§ **BRIEF**: Pick out each line in the records below that contains the word "should", and copy those lines in full.

Detection examples:

>>>>>

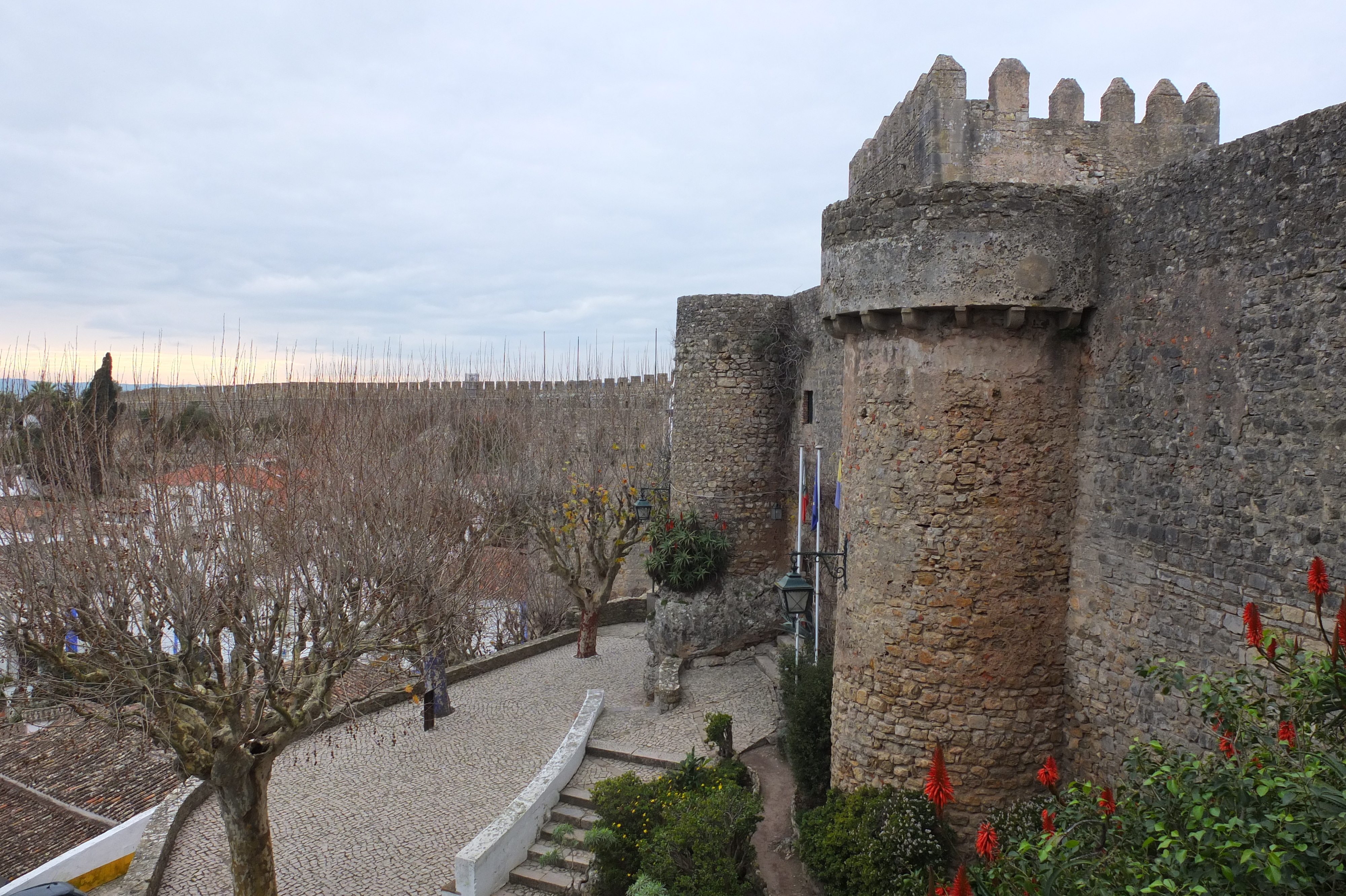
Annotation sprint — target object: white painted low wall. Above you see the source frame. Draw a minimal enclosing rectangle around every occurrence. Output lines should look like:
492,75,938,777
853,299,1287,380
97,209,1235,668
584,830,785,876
452,690,603,896
0,809,154,896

<<<<<

§ **CORRECT RESPONSE**:
Annotation sprint — target object: white painted low wall. Above you see the source frame. Draw a minimal enclosing rectangle around every occurrence. Output lines should look like:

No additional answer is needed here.